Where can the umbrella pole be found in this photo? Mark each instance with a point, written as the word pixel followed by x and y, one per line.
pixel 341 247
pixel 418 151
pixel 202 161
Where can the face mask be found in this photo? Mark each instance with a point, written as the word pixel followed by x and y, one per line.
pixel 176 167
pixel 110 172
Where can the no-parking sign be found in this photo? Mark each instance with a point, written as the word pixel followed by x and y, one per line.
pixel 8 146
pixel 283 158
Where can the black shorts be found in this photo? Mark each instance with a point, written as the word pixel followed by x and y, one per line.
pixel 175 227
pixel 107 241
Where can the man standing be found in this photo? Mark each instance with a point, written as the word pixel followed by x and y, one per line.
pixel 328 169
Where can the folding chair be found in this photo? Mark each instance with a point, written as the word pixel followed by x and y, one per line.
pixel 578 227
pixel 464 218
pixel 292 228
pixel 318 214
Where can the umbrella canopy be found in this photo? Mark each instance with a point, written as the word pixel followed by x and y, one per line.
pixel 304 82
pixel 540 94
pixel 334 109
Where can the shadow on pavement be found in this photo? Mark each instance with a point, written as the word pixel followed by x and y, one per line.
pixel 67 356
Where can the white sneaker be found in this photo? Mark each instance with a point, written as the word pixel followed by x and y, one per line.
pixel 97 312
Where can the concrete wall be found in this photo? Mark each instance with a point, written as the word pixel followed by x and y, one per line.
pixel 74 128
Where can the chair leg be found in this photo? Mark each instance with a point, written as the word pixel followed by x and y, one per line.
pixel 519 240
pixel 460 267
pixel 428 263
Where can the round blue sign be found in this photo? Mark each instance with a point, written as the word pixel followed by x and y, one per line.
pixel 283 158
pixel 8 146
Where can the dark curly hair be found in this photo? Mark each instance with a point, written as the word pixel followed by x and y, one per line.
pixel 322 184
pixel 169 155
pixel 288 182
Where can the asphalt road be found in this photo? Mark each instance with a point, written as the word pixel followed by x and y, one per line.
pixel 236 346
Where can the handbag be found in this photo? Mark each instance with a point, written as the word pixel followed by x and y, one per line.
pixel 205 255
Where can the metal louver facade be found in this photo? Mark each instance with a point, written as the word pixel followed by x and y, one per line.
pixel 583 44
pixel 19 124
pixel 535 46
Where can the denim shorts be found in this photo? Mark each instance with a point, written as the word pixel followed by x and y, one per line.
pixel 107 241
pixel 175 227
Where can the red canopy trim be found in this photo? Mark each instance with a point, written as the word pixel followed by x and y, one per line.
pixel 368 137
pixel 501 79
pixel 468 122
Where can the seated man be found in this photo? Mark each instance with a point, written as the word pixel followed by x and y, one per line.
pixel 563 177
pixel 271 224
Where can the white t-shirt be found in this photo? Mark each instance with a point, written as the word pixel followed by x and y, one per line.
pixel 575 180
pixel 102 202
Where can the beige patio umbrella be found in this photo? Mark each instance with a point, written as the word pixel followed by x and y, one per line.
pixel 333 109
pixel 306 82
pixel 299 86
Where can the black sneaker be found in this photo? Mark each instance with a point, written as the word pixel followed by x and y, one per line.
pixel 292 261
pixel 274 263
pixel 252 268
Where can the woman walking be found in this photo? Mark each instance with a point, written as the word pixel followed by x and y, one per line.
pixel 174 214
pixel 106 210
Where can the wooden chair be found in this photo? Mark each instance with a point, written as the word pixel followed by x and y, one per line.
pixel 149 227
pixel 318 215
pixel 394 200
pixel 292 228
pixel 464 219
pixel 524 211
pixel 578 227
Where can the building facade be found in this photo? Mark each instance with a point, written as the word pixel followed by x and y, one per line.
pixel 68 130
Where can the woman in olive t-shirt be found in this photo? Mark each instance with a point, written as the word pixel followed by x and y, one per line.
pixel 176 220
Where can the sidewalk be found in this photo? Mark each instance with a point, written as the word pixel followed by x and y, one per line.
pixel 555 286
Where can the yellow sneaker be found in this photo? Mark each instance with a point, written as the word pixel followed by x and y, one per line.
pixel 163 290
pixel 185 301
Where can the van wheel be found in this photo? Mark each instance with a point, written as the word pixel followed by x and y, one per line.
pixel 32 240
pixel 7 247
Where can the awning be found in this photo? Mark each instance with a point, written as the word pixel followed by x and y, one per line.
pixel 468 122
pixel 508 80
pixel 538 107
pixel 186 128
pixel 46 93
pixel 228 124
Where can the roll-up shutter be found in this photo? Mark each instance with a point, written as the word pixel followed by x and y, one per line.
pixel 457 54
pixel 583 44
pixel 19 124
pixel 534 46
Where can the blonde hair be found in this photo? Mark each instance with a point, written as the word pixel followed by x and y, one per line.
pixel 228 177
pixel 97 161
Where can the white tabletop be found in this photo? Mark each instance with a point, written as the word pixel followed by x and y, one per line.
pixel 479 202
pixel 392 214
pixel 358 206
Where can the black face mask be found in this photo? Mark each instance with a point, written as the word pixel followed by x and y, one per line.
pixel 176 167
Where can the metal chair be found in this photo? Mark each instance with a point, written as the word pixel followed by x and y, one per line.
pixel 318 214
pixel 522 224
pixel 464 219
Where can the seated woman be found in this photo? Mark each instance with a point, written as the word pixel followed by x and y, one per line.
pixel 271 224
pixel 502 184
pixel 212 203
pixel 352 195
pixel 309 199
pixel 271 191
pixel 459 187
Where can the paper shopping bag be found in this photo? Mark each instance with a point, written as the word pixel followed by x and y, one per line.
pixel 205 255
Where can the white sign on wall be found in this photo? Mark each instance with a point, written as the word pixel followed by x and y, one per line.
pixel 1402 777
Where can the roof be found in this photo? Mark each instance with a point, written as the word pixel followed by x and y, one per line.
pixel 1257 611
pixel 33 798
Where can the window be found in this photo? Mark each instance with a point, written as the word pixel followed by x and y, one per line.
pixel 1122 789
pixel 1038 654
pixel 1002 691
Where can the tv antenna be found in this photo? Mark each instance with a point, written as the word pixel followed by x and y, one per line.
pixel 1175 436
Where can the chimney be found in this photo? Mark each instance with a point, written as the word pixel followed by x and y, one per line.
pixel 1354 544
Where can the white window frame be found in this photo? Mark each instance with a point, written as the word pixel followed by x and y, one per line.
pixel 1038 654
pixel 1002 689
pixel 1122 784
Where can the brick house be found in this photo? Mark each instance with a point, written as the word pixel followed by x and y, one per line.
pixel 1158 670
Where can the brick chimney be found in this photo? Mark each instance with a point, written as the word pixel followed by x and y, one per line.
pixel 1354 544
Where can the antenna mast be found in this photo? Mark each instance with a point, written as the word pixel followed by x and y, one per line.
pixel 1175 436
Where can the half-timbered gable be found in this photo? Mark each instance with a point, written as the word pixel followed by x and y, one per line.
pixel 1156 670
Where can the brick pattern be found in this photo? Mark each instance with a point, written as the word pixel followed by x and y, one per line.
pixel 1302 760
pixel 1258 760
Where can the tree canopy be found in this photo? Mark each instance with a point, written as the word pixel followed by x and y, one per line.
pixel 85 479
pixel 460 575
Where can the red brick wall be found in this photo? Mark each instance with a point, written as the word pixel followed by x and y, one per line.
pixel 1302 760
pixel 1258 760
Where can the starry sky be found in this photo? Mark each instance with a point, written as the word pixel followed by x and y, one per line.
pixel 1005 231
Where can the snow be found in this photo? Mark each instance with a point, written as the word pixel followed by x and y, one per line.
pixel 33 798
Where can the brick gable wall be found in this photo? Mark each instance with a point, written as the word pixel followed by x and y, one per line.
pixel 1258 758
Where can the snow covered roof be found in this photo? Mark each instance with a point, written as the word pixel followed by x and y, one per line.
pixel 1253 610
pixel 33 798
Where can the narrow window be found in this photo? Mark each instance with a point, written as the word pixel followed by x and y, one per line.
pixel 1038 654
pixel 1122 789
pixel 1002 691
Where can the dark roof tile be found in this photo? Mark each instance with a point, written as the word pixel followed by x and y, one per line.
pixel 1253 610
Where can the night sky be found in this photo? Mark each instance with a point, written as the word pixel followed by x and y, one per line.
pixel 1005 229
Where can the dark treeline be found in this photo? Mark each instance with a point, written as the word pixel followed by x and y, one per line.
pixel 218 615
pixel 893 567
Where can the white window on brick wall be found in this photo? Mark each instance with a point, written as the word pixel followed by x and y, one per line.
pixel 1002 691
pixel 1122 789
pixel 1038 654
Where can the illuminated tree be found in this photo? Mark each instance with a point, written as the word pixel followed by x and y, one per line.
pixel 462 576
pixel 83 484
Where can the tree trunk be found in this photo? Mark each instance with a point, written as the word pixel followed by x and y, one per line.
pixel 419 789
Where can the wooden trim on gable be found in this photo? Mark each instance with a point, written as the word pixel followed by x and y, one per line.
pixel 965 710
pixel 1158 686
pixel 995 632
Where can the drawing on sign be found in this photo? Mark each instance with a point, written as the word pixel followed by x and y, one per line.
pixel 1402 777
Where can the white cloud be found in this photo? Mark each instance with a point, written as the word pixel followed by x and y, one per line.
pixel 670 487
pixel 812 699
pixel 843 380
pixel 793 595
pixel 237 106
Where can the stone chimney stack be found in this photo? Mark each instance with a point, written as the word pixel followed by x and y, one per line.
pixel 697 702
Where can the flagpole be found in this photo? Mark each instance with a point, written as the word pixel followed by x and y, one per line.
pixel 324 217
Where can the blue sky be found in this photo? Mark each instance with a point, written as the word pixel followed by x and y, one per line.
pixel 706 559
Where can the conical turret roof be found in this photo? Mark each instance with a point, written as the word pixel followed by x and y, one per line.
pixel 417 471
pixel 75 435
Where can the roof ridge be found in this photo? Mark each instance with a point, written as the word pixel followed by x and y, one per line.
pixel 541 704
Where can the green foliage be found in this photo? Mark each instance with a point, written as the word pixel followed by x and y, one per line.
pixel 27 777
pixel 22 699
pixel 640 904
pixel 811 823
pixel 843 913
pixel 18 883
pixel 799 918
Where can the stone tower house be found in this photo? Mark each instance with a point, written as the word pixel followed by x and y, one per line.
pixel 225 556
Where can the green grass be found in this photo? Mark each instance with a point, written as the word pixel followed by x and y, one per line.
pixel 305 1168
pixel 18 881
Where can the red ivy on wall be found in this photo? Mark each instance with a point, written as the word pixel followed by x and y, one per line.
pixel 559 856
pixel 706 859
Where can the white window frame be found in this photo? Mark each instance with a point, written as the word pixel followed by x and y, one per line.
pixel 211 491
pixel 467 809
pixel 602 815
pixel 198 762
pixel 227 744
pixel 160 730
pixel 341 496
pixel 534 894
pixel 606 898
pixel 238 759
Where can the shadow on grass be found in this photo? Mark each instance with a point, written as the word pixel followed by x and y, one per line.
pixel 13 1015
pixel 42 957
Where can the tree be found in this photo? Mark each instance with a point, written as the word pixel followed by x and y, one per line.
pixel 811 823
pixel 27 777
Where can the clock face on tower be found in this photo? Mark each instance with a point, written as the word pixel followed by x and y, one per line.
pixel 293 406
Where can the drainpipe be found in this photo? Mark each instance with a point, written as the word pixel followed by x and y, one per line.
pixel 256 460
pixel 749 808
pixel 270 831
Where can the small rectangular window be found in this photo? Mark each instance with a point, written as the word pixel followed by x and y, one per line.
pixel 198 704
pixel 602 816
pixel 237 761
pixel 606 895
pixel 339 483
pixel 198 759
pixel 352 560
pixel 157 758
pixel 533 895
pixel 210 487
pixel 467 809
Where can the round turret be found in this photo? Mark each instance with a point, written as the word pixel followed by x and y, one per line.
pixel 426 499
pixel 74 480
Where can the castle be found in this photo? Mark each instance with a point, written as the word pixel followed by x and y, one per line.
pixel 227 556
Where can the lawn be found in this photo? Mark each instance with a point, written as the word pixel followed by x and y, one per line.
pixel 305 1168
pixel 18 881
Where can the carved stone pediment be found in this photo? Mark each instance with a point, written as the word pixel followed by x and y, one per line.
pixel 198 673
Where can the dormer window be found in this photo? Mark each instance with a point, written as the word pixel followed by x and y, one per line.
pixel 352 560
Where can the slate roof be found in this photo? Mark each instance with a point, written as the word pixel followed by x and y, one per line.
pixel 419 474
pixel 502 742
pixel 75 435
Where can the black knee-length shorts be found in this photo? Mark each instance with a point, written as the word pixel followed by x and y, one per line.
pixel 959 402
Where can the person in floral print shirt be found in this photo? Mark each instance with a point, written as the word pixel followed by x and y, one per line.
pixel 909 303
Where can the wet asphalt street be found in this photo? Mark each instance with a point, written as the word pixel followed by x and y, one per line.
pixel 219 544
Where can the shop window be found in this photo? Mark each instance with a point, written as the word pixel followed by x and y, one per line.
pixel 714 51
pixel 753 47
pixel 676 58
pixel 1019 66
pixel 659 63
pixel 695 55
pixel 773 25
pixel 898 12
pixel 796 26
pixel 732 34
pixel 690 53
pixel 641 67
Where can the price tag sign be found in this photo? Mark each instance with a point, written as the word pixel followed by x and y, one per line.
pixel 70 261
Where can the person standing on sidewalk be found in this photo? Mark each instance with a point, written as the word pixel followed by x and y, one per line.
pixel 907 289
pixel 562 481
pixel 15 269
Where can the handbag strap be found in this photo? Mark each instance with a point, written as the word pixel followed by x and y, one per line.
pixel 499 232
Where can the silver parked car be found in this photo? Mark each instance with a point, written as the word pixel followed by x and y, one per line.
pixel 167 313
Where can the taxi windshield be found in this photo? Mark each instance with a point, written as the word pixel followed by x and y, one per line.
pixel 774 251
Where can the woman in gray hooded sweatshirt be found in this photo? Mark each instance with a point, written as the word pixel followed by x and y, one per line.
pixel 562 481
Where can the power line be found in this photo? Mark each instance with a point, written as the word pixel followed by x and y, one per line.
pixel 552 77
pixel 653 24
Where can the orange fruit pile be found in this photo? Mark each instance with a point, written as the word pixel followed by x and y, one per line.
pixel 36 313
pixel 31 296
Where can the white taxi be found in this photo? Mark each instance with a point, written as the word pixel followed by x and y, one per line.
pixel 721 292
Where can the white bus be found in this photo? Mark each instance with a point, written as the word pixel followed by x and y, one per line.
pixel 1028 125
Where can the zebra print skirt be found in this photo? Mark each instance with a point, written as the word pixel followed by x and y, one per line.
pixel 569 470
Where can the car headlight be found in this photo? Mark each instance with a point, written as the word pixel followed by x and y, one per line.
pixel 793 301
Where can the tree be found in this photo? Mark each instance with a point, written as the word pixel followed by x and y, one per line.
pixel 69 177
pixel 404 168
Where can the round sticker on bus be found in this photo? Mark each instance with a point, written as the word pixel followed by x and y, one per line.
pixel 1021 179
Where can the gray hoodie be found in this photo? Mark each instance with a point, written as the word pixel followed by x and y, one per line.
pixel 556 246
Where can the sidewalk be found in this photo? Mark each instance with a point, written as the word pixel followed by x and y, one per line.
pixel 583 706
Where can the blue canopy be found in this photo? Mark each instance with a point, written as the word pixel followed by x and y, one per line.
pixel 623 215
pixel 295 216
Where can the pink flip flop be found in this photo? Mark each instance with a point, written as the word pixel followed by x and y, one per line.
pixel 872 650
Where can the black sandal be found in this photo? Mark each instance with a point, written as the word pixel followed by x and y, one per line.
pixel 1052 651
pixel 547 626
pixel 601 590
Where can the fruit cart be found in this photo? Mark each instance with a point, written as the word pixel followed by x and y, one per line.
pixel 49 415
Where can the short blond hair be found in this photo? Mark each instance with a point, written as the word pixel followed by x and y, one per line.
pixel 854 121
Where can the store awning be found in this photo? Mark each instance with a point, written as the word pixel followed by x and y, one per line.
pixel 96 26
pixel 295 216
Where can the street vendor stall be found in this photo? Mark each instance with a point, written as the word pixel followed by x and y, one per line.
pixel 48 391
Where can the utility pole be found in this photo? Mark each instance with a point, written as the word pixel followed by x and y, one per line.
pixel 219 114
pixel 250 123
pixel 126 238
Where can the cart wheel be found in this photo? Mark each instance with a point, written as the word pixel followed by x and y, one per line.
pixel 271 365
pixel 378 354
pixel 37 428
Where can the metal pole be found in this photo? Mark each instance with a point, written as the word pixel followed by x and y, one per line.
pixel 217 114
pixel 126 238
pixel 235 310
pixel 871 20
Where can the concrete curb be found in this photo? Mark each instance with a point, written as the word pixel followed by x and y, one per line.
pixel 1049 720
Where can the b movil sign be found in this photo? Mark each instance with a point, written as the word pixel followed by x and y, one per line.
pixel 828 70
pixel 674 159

----------------

● **WRITTEN EXERCISE**
Switch "umbrella" to "parasol" in the material starting at the very first line and ending at the line containing "pixel 74 128". Give back only those lines, with everything else unchanged.

● **TASK ANSWER**
Where can the parasol pole be found in this photo? Mark each instance with a point, written as the word pixel followed by x and y, one per line.
pixel 341 247
pixel 418 151
pixel 202 161
Where can the face mask be found in this photo? Mark each instance with a point, written as the word pixel followed by x and y, one per line.
pixel 176 167
pixel 110 172
Where can the no-parking sign be found in this photo? Mark each instance with a point, written as the word pixel followed by x and y, one per line.
pixel 8 146
pixel 283 158
Where can the black shorts be found in this photo? Mark each instance with a point, written as the word pixel followed by x and y, one per line.
pixel 175 227
pixel 107 241
Where can the man standing be found in this photo? Mark each instance with a point, written as the word pixel followed by x and y, one per line.
pixel 328 169
Where can the folding chair be found in this photo? Mark each instance with a point, written as the word pixel followed by x and y, one per line.
pixel 578 227
pixel 464 218
pixel 292 228
pixel 318 214
Where can the parasol canopy be found in this photo? Mark each instance with a point, written as the word pixel followed by x and y, one per line.
pixel 304 82
pixel 540 94
pixel 334 109
Where can the shadow on pavement be found in this photo? Mark each instance with a point, written as the word pixel followed by x and y, one per line.
pixel 67 356
Where can the white sneaker be found in this photo? Mark each instance with a point, written as the word pixel followed by x and y, one per line.
pixel 97 312
Where can the concrete wall be found in this photo? Mark each instance with a point, written as the word pixel followed by x and y, one per line.
pixel 74 128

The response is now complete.